Stored items:
▼

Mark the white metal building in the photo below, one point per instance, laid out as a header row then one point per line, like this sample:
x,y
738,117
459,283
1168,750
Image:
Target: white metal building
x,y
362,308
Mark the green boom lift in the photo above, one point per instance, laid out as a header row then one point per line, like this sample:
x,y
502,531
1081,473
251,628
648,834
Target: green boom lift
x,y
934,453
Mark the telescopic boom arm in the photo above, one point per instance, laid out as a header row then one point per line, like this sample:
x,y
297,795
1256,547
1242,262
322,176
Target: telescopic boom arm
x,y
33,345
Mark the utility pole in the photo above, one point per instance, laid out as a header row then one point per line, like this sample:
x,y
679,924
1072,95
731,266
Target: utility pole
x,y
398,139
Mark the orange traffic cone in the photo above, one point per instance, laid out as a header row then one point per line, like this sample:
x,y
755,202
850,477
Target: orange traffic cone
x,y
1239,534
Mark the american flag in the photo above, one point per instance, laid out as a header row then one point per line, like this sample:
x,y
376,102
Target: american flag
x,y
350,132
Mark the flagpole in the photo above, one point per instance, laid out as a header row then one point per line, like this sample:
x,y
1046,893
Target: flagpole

▲

→ **What is being asked**: All of the entries above must be output word for word.

→ **Written solution**:
Mark the white metal building in the photo below, one point per instance, laid out as a header row then one point per line, like this sample:
x,y
738,117
459,283
1168,750
Image:
Target: white metal building
x,y
362,308
Mark the green boom lift in the photo above, one point per instance, laid out as a header row then one point per line, like this sample:
x,y
502,531
1081,473
251,628
648,834
Target: green boom lift
x,y
934,453
Mark the telescopic boom arm in the photo above, one point per instance, laid out as a header row then one point per line, like this sample:
x,y
297,795
1256,547
1242,262
322,176
Target: telescopic boom arm
x,y
33,345
Mark the utility pole in the photo above, one point per instance, laid out as a header row then one point per line, like this sample:
x,y
679,924
1072,95
731,266
Target: utility pole
x,y
398,139
Mark the orange traffic cone in the photo above, one point per instance, laid out as a header row then one point per line, like this sample:
x,y
755,202
850,477
Target: orange traffic cone
x,y
1239,534
Mark the american flag in the photo above, one point per instance, laid out as a header row then one point per line, like this sample:
x,y
376,102
Target: american flag
x,y
350,132
Mark the flagpole in the photo above, one point per instance, laid out as a header row then one point per line, like this sample:
x,y
1046,893
Target: flagpole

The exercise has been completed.